* [Instructions for the task]:
Count the lines in the material below that contain the string "with", matching case exactly, and give only that number.

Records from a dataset
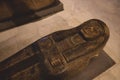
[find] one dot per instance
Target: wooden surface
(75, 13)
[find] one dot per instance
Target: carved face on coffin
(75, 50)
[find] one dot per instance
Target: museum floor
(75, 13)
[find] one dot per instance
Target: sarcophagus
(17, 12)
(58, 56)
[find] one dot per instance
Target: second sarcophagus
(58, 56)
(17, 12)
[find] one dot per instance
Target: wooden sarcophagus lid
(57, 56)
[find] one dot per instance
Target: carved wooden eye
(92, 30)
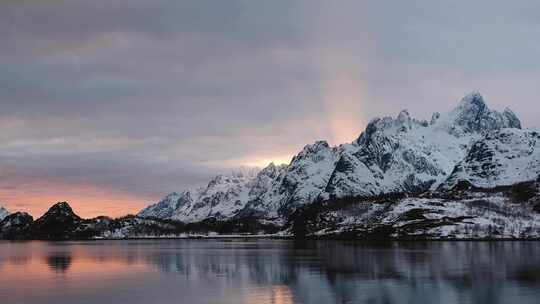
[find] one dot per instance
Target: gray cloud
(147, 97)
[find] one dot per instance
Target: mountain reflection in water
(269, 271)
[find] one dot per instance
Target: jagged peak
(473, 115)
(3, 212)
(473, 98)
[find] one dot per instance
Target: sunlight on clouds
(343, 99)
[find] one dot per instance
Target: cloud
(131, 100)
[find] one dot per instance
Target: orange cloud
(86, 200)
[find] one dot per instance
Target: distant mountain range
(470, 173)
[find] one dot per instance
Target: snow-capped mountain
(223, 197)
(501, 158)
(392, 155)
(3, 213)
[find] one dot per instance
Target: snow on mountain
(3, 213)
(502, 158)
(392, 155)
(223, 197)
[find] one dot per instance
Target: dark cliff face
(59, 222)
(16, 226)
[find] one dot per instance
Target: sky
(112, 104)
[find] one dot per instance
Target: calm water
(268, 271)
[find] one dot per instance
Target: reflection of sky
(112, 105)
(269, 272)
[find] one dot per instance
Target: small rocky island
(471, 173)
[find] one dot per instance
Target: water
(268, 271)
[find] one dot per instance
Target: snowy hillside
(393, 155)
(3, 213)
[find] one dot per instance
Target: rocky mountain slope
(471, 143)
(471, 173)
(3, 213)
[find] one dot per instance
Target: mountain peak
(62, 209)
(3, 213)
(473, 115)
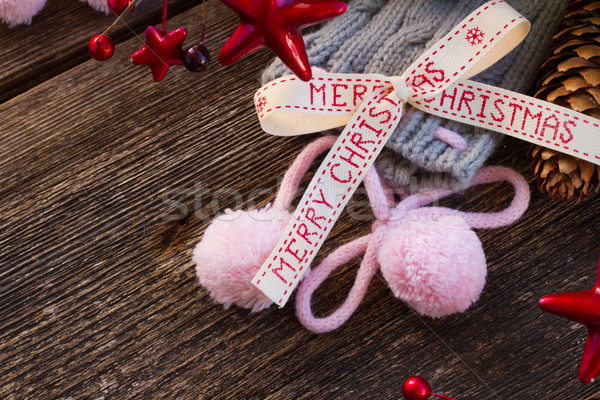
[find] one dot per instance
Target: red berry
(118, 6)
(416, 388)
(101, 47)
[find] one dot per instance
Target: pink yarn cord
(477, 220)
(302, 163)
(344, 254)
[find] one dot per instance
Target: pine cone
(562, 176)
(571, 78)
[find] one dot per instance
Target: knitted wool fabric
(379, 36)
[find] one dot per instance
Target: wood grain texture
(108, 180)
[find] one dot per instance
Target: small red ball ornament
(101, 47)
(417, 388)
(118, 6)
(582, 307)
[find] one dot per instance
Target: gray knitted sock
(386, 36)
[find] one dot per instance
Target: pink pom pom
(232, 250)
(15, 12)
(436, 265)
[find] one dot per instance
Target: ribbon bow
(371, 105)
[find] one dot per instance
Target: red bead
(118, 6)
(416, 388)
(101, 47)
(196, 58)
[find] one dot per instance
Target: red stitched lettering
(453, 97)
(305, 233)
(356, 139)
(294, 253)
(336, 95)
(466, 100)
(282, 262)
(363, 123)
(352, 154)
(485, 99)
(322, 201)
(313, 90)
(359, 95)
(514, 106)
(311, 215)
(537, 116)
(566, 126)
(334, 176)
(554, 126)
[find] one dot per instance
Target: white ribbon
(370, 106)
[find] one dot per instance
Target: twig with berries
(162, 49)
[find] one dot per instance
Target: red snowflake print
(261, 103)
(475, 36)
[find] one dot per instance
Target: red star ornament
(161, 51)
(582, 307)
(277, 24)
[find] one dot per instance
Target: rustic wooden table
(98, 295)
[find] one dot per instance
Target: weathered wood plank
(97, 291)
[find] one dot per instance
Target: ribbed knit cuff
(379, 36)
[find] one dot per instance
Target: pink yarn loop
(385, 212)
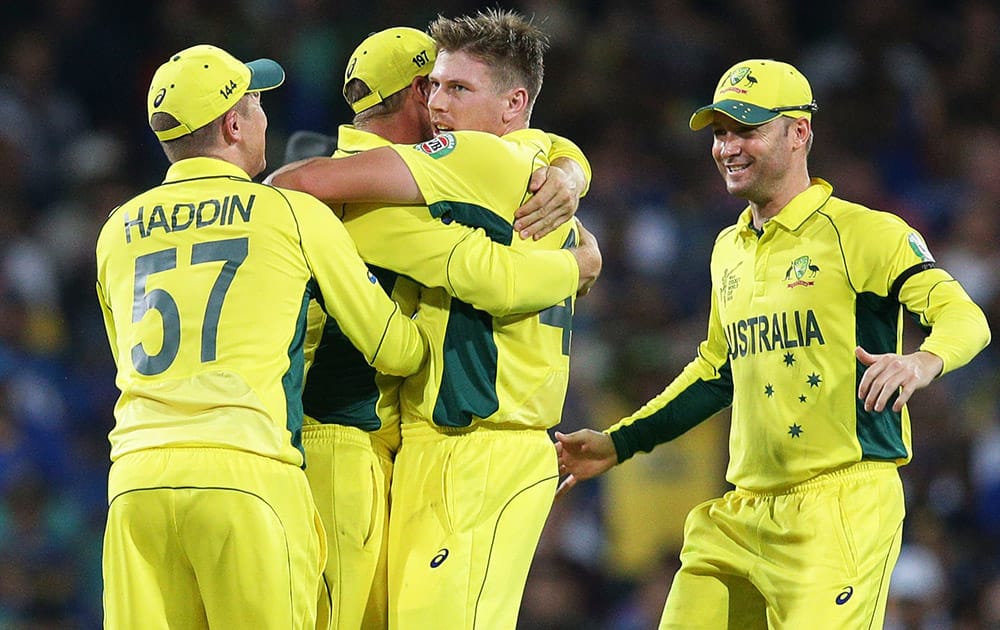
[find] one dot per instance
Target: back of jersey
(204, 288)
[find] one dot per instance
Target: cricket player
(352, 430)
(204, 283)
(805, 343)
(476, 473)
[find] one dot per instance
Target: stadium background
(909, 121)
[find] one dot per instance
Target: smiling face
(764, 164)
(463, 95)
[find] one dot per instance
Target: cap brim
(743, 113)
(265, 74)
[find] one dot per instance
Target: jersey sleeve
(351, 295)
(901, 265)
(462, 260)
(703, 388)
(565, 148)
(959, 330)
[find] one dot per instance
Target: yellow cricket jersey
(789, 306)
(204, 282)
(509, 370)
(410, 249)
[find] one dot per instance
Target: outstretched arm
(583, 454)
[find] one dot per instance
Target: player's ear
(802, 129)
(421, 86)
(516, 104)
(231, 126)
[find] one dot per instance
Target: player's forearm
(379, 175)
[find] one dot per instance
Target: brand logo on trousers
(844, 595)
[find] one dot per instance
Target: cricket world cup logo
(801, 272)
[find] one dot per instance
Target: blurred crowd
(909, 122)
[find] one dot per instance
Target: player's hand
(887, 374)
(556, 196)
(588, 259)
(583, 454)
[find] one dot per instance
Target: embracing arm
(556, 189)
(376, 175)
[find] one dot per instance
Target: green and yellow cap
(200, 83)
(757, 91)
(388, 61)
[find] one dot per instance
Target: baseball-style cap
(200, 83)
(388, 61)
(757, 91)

...

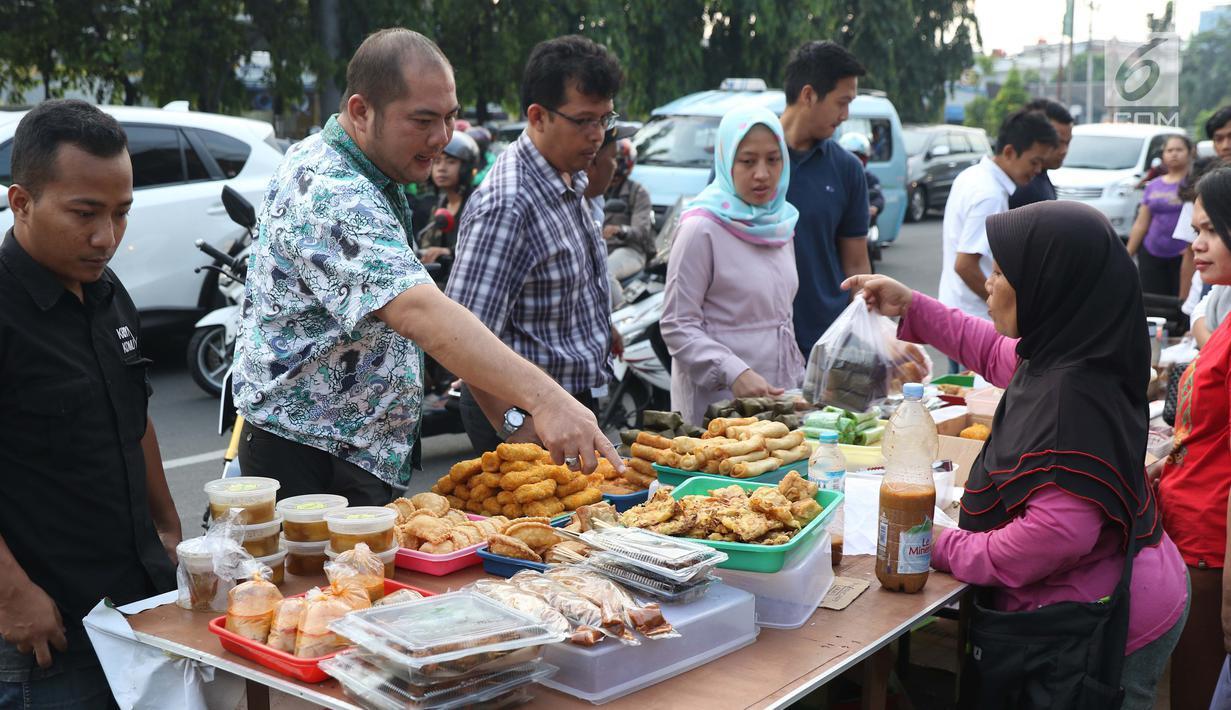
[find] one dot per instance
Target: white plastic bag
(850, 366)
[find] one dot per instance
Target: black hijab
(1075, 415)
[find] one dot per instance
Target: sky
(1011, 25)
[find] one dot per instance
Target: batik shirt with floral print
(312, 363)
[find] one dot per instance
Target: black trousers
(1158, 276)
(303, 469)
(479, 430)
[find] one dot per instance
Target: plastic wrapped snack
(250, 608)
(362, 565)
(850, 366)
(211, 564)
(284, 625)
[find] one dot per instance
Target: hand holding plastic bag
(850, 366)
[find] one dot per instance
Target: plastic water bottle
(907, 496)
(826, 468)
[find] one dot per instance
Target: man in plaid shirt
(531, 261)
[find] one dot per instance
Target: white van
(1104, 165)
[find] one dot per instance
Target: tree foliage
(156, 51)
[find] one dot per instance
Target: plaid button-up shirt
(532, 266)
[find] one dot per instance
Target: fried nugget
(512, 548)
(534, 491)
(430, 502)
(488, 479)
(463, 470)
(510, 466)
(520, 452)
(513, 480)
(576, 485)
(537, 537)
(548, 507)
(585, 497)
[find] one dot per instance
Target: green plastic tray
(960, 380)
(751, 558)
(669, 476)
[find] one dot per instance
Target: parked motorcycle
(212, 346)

--

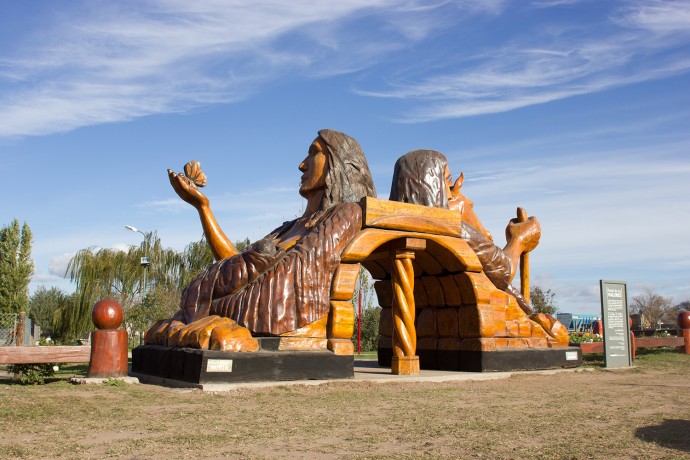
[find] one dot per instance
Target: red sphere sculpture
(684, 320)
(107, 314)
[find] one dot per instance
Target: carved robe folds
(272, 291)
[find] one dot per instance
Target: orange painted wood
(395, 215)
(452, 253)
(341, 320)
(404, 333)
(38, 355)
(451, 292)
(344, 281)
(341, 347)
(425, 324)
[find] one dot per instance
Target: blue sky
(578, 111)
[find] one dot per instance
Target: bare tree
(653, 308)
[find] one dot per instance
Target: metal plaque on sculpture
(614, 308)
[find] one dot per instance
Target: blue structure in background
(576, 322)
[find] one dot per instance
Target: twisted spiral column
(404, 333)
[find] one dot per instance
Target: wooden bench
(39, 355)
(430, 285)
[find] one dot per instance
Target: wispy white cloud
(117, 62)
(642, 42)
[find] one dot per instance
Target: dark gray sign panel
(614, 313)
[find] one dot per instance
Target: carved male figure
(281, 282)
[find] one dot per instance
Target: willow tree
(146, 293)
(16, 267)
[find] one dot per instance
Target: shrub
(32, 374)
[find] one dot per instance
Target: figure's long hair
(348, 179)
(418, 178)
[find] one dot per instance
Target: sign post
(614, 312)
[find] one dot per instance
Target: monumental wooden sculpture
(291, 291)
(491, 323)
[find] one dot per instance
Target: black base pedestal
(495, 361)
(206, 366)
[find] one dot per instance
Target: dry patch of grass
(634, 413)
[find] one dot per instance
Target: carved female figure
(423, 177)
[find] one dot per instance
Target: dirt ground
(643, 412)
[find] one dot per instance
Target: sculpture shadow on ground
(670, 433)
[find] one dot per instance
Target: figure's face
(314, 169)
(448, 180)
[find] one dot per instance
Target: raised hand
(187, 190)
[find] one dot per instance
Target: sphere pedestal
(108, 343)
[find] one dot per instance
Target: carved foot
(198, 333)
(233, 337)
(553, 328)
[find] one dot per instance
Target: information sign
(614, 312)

* [Correct result]:
2